Pierrick Lefranc soutiendra sa thèse en Pratique et théorie de la création artistique et littéraire préparée sous la direction de Jean-Paul Fourmentraux, le 22 mars 2024 de 8h00 à 11h00 à la Faculté de lettres et des sciences humaines de Brest, salle des thèses Yves Moraud. La soutenance sera retransmise en direct sur la chaîne YouTube de l’Université de Bretagne Occidentale.
Dans le cadre du festival RESSAC, la soutenance sera précédée, la veille, de la performance sonore Comment (faire) pousser un Cri ?

Titre
Le katajjaq inuit au-delà de la patrimonialisation : De l’ethnographie à la recherche-création

Résumé
Situé entre le cri et le chant, le katajjaq a toujours fasciné les Occidentaux, mais a surtout été à l’origine de nombreuses controverses (appropriation culturelle, équité épistémique, continuité culturelle autochtone). Ces dernières ont entravé les échanges interculturels alors que les savoirs traditionnels apparaissaient dans le même temps comme un moyen de faire face aux différentes crises contemporaines. Ainsi, les musiciens, les compositeurs et les institutions ont beaucoup de difficultés à se frayer un chemin entre les tentations au repli différentialiste et une quête d’universalisme réducteur. L’on observe donc une mise en concurrence de différentes postures, que ce soit celles des scientifiques, des autochtones ou des créateurs. Dans tous les cas, les stratégies adoptées tendent à essentialiser le katajjaq, car les approches, qu’elles soient musicologiques ou patrimoniales, ont avant tout cherché à déterminer ce qu’était le katajjaq, alors que cette technique se présente avant tout comme un dispositif ludique qui fait faire des choses. Il fallait donc davantage porter attention au katajjaq comme activité, qu’au produit de cette activité et c’est pour cette raison que recherche et performance ne pouvaient en aucun cas être dissociées.
L’objectif de cette recherche-création était donc d’essayer de mieux comprendre comment la culture inuit pouvait être distribuée dans le katajjaq en tant que technique. Il s’agissait d’essayer d’observer et de décrire, en situation, sa capacité à venir bousculer des catégories bien établies (comme la musique, la tradition, la création, la participation ou l’expérimentation), quand il est en prise avec d’autres techniques plus contemporaines. C’est en recourant à l’(auto)ethnographie qu’il nous a été possible de rendre compte de la manière dont il est venu interroger nos propres pratiques. L’enquête de terrain devenait alors notre principale contrainte créative et il fallait aussi découvrir les contextes dans lesquels nous pourrions initier cette nouvelle façon d’aborder un patrimoine vivant comme le katajjaq. Les dispositifs Arts et Sciences se sont alors présentés comme un nouvel horizon possible de la patrimonialisation, car induisant la rencontre fructueuse et symétrique de différentes épistémès et pratiques. Ils permettent de s’accorder sur une activité à mener en commun plutôt que sur un ensemble de propositions intellectuelles ou esthétiques. Ainsi, ces dispositifs qui ont montré leur bienfait dans le domaine des arts numériques ou de l’art contemporain ont semblé devoir être généralisés aux arts et savoirs dits traditionnels, réinterrogeant le rôle que pouvaient jouer pour eux des lieux dédiés tout autant à la recherche qu’à la création.

[Données]:
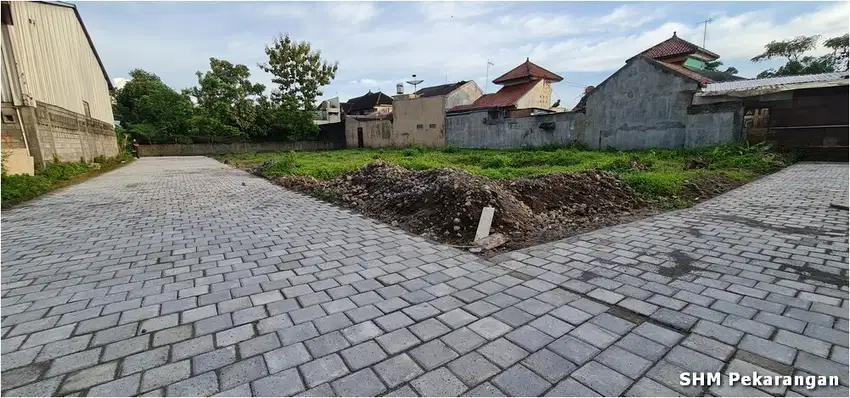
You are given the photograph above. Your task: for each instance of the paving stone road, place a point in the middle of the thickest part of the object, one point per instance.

[Consigne 1]:
D'après le texte source, quelles catégories bien établies le katajjaq viendrait-il bousculer ? Donnez-les toutes.
[Consigne 2]:
Traduisez en anglais cette phrase du texte source : « Il fallait donc davantage porter attention au katajjaq comme activité, qu’au produit de cette activité et c’est pour cette raison que recherche et performance ne pouvaient en aucun cas être dissociées. »
Appuyez-vous uniquement sur le texte source.

[Réponse attendue 1]:
La musique, la tradition, la création, la participation et l'expérimentation.

[Réponse attendue 2]:
It was therefore necessary to pay more attention to katajjaq as an activity than to the product of that activity, and that is why research and performance could in no way be separated.